Sunday, 14 August 2011

Is It Alright for Pain Doctors to Terminate Patients for Using Medical Marijuana?

By David Lawrence, MD


When an individual sees a pain physician, that individual may receive narcotics. Especially if that individual is dealing with chronic pain and no operative solution exists, narcotics may be part of the long term plan.

There are significant potential side effects with opiate medications. This may include constipation, depression, sedation, euphoria, dizziness, fatigue, anxiousness, clammy skin, confusion, respiratory depression, and a slew of others.

One of the biggest issues seen is tolerance and/or addiction with opiates. Tolerance is when the patient's chronic pain condition doesn't change, but the same amount of pain medication doesn't quite provide adequate pain relief any longer.

One of the newer options in 16 states plus the District of Columbia is medicinal marijuana. Treatment with marijuana may offer substantial relief that may decrease the need for high doses of opiates or in some cases provide relief where opiates do not work well.

For example, opiate meds are not a great choice for peripheral neuropathy treatment. The pain is not modulated really well, whereas, marijuana works better for neuropathy.

Medical marijuana does not obviate the need or utility for interventional pain management. When dealing with a herniated disc or a focal medical problem where a pain injection would help, medical marijuana is not the end all answer.

When people are on chronic pain medications with a pain management physician, usually a pain agreement is signed. This "contract" typically states that while a person is under his or her care, that individual will stay away from illicit drugs.

▶ [WHAT TO PRODUCE]
Answer these from the article on pain doctors and medical marijuana.
(a) In how many states, besides the District of Columbia, is medicinal marijuana an option?
(b) For treating what condition does the article say opiate medications are not a great choice?
(c) What does a pain agreement typically require of the patient?

▶ [PROVIDED INFORMATION]
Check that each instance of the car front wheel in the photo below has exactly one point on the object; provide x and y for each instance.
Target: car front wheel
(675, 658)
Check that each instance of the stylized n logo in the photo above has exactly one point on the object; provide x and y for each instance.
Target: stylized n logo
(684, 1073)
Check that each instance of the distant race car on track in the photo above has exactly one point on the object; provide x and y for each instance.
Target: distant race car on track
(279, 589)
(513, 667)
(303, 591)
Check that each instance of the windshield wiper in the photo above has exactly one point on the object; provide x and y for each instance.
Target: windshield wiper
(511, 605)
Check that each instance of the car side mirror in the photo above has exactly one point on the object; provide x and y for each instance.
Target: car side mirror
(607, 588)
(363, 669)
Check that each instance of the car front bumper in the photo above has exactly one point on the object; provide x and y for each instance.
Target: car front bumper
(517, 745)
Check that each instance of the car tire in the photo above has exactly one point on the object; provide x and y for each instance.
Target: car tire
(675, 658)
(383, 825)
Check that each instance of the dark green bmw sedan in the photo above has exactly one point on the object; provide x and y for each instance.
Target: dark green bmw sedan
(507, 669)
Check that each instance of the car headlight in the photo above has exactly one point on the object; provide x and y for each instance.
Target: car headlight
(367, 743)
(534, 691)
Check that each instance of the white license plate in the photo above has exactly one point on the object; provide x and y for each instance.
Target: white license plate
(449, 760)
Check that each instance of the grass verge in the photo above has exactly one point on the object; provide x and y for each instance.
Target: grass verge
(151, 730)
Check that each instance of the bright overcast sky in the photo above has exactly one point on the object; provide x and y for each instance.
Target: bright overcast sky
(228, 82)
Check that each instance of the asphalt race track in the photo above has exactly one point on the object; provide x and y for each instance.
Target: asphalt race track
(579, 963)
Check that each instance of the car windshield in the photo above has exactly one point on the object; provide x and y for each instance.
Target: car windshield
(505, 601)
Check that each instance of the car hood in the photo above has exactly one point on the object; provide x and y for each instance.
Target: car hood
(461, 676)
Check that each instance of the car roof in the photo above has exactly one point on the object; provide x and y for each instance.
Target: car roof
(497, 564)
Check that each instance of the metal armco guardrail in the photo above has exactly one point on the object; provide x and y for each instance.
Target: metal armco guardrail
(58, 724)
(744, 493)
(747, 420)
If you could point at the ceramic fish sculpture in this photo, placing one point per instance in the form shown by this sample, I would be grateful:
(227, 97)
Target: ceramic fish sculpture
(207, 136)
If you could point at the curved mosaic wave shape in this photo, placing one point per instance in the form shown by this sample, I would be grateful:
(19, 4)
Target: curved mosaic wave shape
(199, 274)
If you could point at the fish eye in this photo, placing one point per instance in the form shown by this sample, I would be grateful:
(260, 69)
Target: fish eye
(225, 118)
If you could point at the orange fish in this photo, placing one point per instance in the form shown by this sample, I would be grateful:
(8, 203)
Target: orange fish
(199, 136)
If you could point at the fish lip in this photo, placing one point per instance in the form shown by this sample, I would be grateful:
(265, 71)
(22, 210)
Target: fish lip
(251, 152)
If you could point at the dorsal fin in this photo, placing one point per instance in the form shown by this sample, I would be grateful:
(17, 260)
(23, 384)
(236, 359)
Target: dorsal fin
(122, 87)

▶ [ANSWER TO THIS EXERCISE]
(a) 16 states
(b) Peripheral neuropathy
(c) That the patient stay away from illicit drugs while under the physician's care